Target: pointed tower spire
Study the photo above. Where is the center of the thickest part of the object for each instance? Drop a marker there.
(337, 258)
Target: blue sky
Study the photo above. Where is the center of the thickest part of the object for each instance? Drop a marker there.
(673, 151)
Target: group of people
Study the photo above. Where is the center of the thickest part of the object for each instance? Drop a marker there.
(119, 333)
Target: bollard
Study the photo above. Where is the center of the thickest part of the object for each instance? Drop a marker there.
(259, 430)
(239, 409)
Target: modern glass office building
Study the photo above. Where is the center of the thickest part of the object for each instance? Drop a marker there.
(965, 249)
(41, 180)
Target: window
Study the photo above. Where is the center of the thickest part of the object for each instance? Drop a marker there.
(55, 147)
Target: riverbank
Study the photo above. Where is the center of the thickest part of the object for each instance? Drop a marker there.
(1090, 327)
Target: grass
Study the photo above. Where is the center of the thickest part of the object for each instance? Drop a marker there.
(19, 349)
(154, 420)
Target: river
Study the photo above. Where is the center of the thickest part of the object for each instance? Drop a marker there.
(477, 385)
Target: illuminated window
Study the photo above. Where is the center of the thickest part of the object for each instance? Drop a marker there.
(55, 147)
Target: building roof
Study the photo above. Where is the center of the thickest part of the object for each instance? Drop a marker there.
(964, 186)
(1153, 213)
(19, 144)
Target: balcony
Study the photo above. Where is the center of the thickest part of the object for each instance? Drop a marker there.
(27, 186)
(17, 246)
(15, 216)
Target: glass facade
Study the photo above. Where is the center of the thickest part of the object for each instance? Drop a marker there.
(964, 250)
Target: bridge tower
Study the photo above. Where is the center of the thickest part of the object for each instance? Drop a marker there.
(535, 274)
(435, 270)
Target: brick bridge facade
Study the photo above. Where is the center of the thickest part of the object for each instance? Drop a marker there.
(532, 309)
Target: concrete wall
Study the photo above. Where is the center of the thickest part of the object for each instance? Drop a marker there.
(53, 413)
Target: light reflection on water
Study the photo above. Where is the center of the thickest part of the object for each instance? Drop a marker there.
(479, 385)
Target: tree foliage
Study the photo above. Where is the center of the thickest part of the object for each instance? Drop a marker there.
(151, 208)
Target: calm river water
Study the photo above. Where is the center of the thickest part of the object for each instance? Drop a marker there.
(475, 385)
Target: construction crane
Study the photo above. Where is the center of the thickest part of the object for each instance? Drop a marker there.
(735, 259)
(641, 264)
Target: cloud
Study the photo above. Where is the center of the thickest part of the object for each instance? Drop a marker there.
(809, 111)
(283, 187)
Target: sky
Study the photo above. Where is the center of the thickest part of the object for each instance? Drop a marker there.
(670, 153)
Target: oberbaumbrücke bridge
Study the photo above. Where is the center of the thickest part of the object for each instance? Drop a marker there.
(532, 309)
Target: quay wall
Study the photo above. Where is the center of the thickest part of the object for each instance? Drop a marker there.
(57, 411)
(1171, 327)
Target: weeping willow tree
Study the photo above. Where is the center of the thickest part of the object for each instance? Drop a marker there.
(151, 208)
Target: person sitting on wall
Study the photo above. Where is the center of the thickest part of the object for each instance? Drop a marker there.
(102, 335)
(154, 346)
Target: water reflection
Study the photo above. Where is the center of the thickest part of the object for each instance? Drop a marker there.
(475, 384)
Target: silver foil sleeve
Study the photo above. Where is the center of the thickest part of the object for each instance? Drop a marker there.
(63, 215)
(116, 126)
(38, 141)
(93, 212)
======
**WORK REQUIRED**: Rewrite all the items above as a JSON list of strings, one string per line, skipping any blank lines.

**OUTPUT OF THE TASK**:
[
  "Target: pointed tower spire",
  "Study the photo above. Where is the center of the thickest part of the object for each instance? Drop a marker there.",
  "(337, 258)",
  "Target: blue sky",
  "Study the photo above. Where is the center of the thickest part of the object for each instance? Drop a marker there.",
  "(673, 151)",
  "Target: group of people",
  "Study the photo above. Where is the center of the thickest part of the object for each instance? Drop a marker there.",
  "(119, 333)",
  "Target: bollard",
  "Study the photo above. Where is the center of the thickest part of the object for each instance? Drop a marker there.",
  "(259, 430)",
  "(239, 409)",
  "Target: modern glass office building",
  "Study the photo above. Where is the center of the thickest part of the object for each instance? Drop a marker there.",
  "(965, 249)",
  "(41, 180)",
  "Target: window",
  "Study the photo above. Where is the center of the thickest part of the object for each instance? Drop a marker there.",
  "(55, 147)",
  "Target: riverbank",
  "Study the photo above. Where is the center of the thickest part of the object for each instance? Drop a marker there.",
  "(1090, 327)",
  "Target: grass",
  "Study the photo above. Where is the center of the thickest part of the object for each instance? Drop a marker there.",
  "(19, 349)",
  "(154, 420)",
  "Target: river",
  "Study the photo above. Where is the center of the thickest part of the object for each instance? Drop a marker there.",
  "(477, 385)",
  "Target: illuminated window",
  "Study the photo above. Where is the center of the thickest part of the object for each instance? Drop a marker there.",
  "(55, 147)",
  "Target: building roof",
  "Study the photo above. Where is the center of the thickest part of the object for each instance? Drop a marker there.",
  "(964, 186)",
  "(1153, 213)",
  "(19, 144)",
  "Target: balcony",
  "Study the photo above. Where is the center of the thickest part of the object for each instance? Drop a marker there.",
  "(27, 186)",
  "(17, 246)",
  "(15, 216)",
  "Target: glass facade",
  "Study the photo above. Where is the center of the thickest part of the object for each instance? Drop a marker there.",
  "(964, 250)",
  "Target: bridge tower",
  "Study the photo above. Where is the center of the thickest part of the object for each instance? Drop a marker there.",
  "(535, 274)",
  "(435, 270)",
  "Target: brick bridge facade",
  "Study the photo above. Where is the center of the thickest part of the object for each instance? Drop a marker there.",
  "(532, 309)",
  "Target: concrete wall",
  "Study the photo above. Where is the center of the thickest part of the object for each instance? Drop a marker there.",
  "(53, 413)",
  "Target: light reflection on water",
  "Study the photo above. Where is the center of the thickest part of the object for each instance? Drop a marker there.",
  "(479, 385)",
  "Target: tree foliage",
  "Study the photo above. Where is the center of the thickest part of the object for each instance? Drop a marker there.",
  "(151, 208)",
  "Target: calm river water",
  "Study the photo above. Where is the center of the thickest part of the object for each instance? Drop a marker there.",
  "(475, 385)",
  "Target: construction crane",
  "Study the photo above. Where is the center of the thickest part of the object for each instance? Drop a marker there.",
  "(735, 259)",
  "(641, 264)",
  "Target: cloud",
  "Study the photo above. Where is the center of the thickest part of the object for each instance? Drop a marker there.",
  "(809, 111)",
  "(283, 187)",
  "Target: sky",
  "Study the photo above. Where is the center of the thickest part of the object for each instance? Drop a marker there.",
  "(670, 153)",
  "Target: oberbaumbrücke bridge",
  "Study the photo above. Where is the center of the thickest part of the object for each instance? Drop a marker there.",
  "(532, 309)",
  "Target: quay wall",
  "Study the photo above. Where is the center of the thickest part of the object for each instance? Drop a marker there.",
  "(57, 411)",
  "(1171, 327)",
  "Target: weeping willow tree",
  "Study the photo above. Where is the center of the thickest part of the object for each instance? Drop a marker there.",
  "(151, 208)",
  "Target: person sitting on wall",
  "Study the photo above. Where is the center of the thickest part of the object for each instance? Drop a marker there.",
  "(102, 335)",
  "(154, 346)",
  "Target: water reflection",
  "Study the photo above. Where is the center of the thickest part of the object for each instance? Drop a marker there.",
  "(475, 384)",
  "Target: silver foil sleeve",
  "Study the photo above. Where is the center of the thickest part of the object for each instance? Drop a marker there.",
  "(63, 215)",
  "(116, 126)",
  "(38, 141)",
  "(93, 212)"
]